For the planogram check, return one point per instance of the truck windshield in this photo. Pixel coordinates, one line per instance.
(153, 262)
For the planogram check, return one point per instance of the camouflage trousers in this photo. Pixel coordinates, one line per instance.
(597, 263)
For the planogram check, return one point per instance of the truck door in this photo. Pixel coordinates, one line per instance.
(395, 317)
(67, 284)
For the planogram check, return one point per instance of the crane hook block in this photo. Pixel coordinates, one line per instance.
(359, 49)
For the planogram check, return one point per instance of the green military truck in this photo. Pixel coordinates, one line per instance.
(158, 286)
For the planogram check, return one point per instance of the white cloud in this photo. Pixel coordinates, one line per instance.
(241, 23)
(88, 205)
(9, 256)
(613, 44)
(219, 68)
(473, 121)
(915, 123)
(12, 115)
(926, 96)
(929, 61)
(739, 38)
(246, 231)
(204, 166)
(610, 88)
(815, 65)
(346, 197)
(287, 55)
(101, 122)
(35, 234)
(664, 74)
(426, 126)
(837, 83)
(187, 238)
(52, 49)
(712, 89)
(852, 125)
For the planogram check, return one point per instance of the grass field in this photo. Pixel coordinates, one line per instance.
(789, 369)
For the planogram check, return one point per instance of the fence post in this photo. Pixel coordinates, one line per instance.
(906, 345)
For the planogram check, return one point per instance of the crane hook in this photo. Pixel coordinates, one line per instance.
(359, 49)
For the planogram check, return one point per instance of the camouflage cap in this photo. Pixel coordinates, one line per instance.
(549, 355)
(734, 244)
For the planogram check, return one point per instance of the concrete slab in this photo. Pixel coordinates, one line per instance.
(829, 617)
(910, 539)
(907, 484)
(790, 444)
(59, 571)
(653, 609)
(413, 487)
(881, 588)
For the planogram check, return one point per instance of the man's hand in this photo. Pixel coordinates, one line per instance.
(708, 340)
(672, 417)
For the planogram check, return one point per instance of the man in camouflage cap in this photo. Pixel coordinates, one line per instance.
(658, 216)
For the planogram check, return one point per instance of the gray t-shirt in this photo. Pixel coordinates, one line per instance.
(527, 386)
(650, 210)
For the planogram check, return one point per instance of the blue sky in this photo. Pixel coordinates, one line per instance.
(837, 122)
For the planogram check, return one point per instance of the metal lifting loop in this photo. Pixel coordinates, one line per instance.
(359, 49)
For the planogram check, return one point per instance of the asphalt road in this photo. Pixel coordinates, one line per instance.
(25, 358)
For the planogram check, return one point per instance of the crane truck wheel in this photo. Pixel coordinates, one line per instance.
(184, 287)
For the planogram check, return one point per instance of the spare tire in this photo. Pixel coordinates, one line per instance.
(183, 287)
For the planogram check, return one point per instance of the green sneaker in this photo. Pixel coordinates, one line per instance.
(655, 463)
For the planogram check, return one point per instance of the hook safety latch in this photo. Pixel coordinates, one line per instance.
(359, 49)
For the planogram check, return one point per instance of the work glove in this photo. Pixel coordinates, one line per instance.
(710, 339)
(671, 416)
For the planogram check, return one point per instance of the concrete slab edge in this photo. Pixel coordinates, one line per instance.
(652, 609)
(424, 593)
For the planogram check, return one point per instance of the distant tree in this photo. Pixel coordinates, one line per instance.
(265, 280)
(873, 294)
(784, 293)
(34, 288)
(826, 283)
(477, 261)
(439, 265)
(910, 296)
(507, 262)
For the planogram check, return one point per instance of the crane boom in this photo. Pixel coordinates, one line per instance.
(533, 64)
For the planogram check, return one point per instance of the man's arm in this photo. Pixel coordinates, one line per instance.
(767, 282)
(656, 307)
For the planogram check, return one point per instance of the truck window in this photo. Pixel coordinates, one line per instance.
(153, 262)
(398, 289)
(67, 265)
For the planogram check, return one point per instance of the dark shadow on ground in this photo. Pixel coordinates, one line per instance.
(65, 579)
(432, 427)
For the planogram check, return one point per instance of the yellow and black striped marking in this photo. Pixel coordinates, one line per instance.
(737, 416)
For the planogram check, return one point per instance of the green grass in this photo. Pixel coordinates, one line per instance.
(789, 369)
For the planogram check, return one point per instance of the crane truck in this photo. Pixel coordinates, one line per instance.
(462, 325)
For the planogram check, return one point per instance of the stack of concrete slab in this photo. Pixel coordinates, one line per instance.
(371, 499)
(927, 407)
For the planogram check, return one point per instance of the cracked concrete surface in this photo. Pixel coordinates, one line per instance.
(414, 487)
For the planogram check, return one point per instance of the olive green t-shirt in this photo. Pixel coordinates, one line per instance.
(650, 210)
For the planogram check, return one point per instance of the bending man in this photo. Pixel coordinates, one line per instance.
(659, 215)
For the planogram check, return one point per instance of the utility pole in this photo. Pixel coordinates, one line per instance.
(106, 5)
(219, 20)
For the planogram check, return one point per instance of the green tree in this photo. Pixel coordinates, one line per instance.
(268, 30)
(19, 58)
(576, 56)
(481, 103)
◇ ◇ ◇
* Action item
Set the listing above down once more in full, exactly as it is.

* Your solution
For the planogram check, return one point per instance of the truck windshield in this photo. Pixel coordinates, one line per instance.
(153, 262)
For the planogram check, return one point per instance of the camouflage trousers in this photo. Pixel coordinates, one line per instance.
(597, 263)
For the planogram check, return one point per instance of the truck door in this photo. Pixel coordinates, one line per instance.
(395, 317)
(67, 284)
For the planogram check, return one point per instance of the crane hook block in this photo. Pixel coordinates, one line per instance.
(359, 49)
For the planogram check, return one point per instance of the green military truck in this photo. Pixel coordinates, one line per instance.
(158, 286)
For the planogram check, return one point per instance of the white cloud in this photo. Pixel coordinates, one line per instance.
(241, 23)
(88, 205)
(9, 256)
(613, 44)
(219, 68)
(473, 121)
(915, 123)
(12, 115)
(926, 96)
(929, 61)
(739, 38)
(246, 231)
(204, 166)
(610, 88)
(815, 65)
(346, 197)
(287, 55)
(101, 122)
(35, 234)
(664, 74)
(426, 126)
(837, 83)
(187, 238)
(52, 49)
(712, 89)
(852, 125)
For the planogram check, return one point per instance of the grass field in this photo. Pixel coordinates, one line per instance.
(789, 369)
For the planogram check, return one point per instance of the fence post in this photo. Pixel coordinates, one line per instance.
(906, 345)
For the planogram check, return one point per instance of the crane hook in this photo. Pixel coordinates, one line per instance.
(359, 49)
For the planogram check, return one point per instance of the camouflage cap in this photo. Pixel coordinates, one line per instance.
(549, 355)
(734, 244)
For the planogram check, return one point per instance of the concrete slab in this photo. Pixel coordinates, one line per instance.
(829, 617)
(910, 539)
(907, 484)
(790, 444)
(59, 571)
(653, 609)
(413, 487)
(881, 588)
For the planogram check, return one point per instance of the man's hand in this photo. Pixel coordinates, one line per instance.
(708, 340)
(672, 417)
For the planogram check, return one point per instance of the man in camouflage cap in this photo. Pixel coordinates, one line per instance.
(658, 216)
For the planogram check, return one point per instance of the gray t-shirt in this photo. Pixel coordinates, one line per instance.
(527, 386)
(650, 210)
For the planogram check, return one point per instance of the blue sky in this photo. Pixel coordinates, one line per instance.
(837, 122)
For the planogram check, return one point per instance of the metal lifting loop in this photo. Pixel coordinates, one line per instance.
(359, 49)
For the planogram check, return one point per instance of the asphalt road in this photo. Pixel coordinates, one line per instance.
(25, 358)
For the planogram check, return one point per instance of the crane truck wheel in this photo. Pixel coordinates, one line per instance.
(184, 287)
For the planogram check, return one point per instance of the spare tire in this photo. Pixel coordinates, one line per instance.
(183, 287)
For the planogram check, return one point per instance of the green sneaker in this photo. Pixel coordinates, one line per instance.
(655, 463)
For the planogram check, return one point per instance of the hook safety latch in this photo. Pixel coordinates, one line per instance.
(359, 49)
For the planogram check, return one point per instance of the work glove in this photo. Pixel coordinates, one line per instance.
(710, 339)
(671, 416)
For the planogram check, return one point per instance of the concrete slab edge in this photo. Pixel coordinates, one line per instance.
(652, 609)
(424, 593)
For the planogram check, return one point per instance of the distant tree in this photo. Pixel coordinates, one line per instance.
(265, 280)
(873, 294)
(784, 293)
(34, 288)
(826, 283)
(477, 261)
(439, 265)
(910, 296)
(507, 262)
For the planogram check, return one point per instance of the crane boom in this photo. Pixel coordinates, one line per instance.
(533, 64)
For the planogram check, return one point per instance of the man's arm in this photo. Pixel coordinates, one line per instance.
(767, 282)
(656, 307)
For the planogram check, return one point per instance of the truck window in this photo. Pixel coordinates, one line per instance.
(153, 262)
(398, 289)
(67, 265)
For the planogram check, return one point per instance of the dark shadow on ground in this photo. Pixel coordinates, one line per instance.
(65, 579)
(432, 427)
For the planogram check, return one point per instance of the yellow and black striped marking in this photo. Pixel coordinates, one line per instance.
(737, 416)
For the planogram check, return one point per instance of the green grass in this photo. Pixel coordinates, one line per instance.
(789, 369)
For the planogram check, return one point per instance of the crane truck in this photo. Pixel coordinates, one line per instance.
(462, 325)
For the planogram check, return one point per instance of the stack of concrete slab in this photo. Pixel coordinates, one line per instance.
(371, 499)
(927, 407)
For the planogram check, return one point per instance of the cracked concrete surface in this photo. Pixel coordinates, one line per instance.
(414, 487)
For the planogram check, return one point per instance of the olive green t-shirt in this photo. Pixel coordinates, one line per instance.
(650, 210)
For the planogram check, return one point per instance of the bending man in this photo. Pixel coordinates, one line per instance.
(659, 215)
For the planogram check, return one point per instance of the utility pole in this photo. Pixel coordinates, one line per instance.
(106, 5)
(219, 20)
For the planogram check, return one point per instance of the green tree in this photo. Pixel coordinates, one line per instance.
(268, 30)
(19, 58)
(576, 56)
(481, 103)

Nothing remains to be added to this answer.